| MATERIAL SHOWN |
<<<<
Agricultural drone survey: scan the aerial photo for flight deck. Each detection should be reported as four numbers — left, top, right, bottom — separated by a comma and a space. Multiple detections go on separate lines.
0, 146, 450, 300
>>>>
<<<<
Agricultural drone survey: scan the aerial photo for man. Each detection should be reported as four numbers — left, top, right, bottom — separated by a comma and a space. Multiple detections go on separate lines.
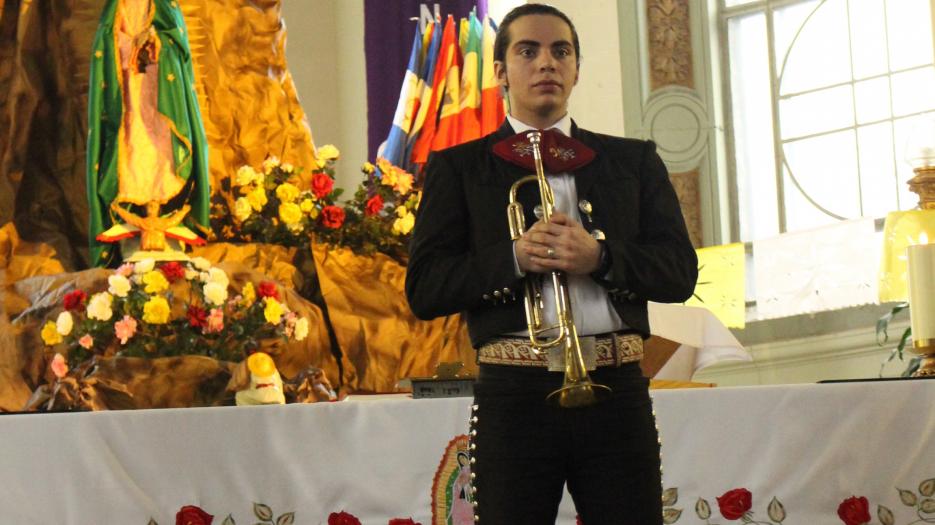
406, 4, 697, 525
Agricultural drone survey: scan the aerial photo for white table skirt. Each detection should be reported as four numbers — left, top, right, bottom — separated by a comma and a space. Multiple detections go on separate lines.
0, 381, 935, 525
>>>>
<<<<
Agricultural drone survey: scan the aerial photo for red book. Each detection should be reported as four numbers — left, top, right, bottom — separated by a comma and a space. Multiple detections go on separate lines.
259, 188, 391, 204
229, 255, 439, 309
>>>>
| WORK REQUIRED |
Substitute "tablecloth" for "table skirt" in the stretch of the listing above from the line containing "Agricultural drone survey: scan the aerial photo for white" through the line containing "0, 381, 935, 525", and write out only those lines with nothing else changed.

| COMPLETE RESPONSE |
Agricultural drone survey: scan the aerial photo for white tablecloth. Each detection should be reported as four numbers — left, top, right, bottom — separated by a comma and a space. Multiple detections go on separate lines.
0, 381, 935, 525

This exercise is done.